## Start

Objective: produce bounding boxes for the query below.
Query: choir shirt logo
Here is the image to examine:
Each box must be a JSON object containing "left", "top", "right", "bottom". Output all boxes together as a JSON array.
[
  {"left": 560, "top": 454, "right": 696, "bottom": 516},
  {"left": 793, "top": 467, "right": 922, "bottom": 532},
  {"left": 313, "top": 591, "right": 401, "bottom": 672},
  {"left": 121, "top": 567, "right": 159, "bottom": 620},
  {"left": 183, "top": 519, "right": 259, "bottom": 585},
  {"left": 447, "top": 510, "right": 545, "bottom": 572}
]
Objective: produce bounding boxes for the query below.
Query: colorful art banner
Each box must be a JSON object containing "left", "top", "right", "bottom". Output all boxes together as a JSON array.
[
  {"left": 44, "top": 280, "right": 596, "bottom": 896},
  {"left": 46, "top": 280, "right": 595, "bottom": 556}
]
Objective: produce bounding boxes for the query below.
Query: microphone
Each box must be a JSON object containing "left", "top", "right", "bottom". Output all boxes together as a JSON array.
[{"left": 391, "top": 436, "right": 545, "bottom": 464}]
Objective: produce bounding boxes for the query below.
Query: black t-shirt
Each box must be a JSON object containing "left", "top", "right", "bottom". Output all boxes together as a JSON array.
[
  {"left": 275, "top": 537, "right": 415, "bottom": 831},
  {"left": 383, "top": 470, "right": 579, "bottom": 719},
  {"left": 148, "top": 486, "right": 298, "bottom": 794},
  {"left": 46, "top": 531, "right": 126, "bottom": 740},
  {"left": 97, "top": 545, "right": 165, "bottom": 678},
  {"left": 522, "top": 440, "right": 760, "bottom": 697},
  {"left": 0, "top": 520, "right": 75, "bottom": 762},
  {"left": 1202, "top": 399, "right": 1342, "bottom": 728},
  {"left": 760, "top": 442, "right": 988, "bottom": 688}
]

## End

EXERCISE DESCRIPTION.
Which lines of the material contain the string "shirt"? List each of them in full.

EXERCISE OUTPUT.
Query: choir shirt logo
Query: black t-shirt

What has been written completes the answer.